::: DOCUMENT EXCERPT :::
Wednesday, September 28, 2016

Bridge between Generating functions

I've always wondered about the question of going from OGF to the EGF or vice versa. Turns out this is not too complicated, though it needs some precise mathematical justification. That aside, I find the 'transition' between the generating functions very useful in some cases and very beautiful in others. Anyways, that will be discussion in this post. First, the simpler case of moving from EGF to OGF.

Note that these are just simple manipulations which anyone can do and I do it here just for the fun of doing it.

Let $f_e(x)$ be the EGF of a sequence. That is, 

$f_e(x)=\displaystyle a_0+a_1\frac{x}{1!}+a_2\frac{x^2}{2!}+a_3\frac{x^3}{3!}+\cdots$

Now using the definition of the Gamma integral, one can easily see that,

$f_o(x)=\displaystyle\int\limits_{0}^{\infty}e^{-t}f_e(tx)\, dt$

Technically, we should say that this equality holds provided either the sum on the LHS or the integral on the RHS converges.

For the simplest non-trivial sequence of $a_k=1, k \geq 0$, we know that $f_e(x)=e^x$ and $f_o(x)=1/(1-x)$ which readily satisfies the above equation.
::: DATA LINES :::
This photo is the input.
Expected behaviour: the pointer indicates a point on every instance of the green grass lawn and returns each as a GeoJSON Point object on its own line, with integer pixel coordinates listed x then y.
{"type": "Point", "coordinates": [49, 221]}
:::
◆ GIVEN EXERCISE: Could you write the next part of the blog post on passing between ordinary and exponential generating functions, beginning right after its final sentence?

◆ RESPONSE TO THIS TASK:
Now for the opposite direction, we make use of the inverse Laplace transform of $t^n$. That is,
$\displaystyle\mathcal{L}^{-1}\left\{\frac{1}{s^{n+1}}\right\}=\frac{t^n}{n!}$

Again simple manipulations yield, $\displaystyle\mathcal{L}^{-1}\left\{\frac{1}{s}f_o\left(\frac{1}{s}\right)\right\}=f_e(t)$

Here again, the trivial case can be seen to work well here. However, we can one another nice application. Consider the OGF of the number of ways to partition a number $n$ with each part atmost $3$. That is,

$f_o(x)=\displaystyle\frac{1}{(1-x)(1-x^2)(1-x^3)}$

This generating function by itself does not help us in finding the number of partitions directly. Let's find the EGF of the same and see how useful it is.

$\displaystyle\frac{1}{s}f_o\left(\frac{1}{s}\right)=\frac{s^5}{(s-1)(s^2-1)(s^3-1)}$

Using Wolfram Alpha to compute the Inverse Laplace Transform of the above we get,

$f_e(t)=\displaystyle \frac{1}{12}t^2e^t+\frac{7}{12}te^t+\frac{47}{72}e^t+\frac{2}{9}Re[e^{\omega t}]+\frac{1}{8}e^{-t}$

where $\omega$ is the cubic root of unity. Knowing that $n![t^n]t^ke^t=n(n-1)\cdots(n-k+1)$, we have

$n![t^n]f_e(t)=\displaystyle \frac{n(n-1)}{12}+\frac{7n}{12}+\frac{47}{72}+\frac{2}{9}Re[\omega^n]+\frac{(-1)^n}{8}$

This already is a cool closed form expression for partition of $n$ with each part atmost $3$. If we also note that $Re[\omega^n]$ is periodic with period $3$, we now have an expression which can also be shown to count the number of triangles with perimeter $n$.

Hope you enjoyed this. I've a couple of ideas for my next post.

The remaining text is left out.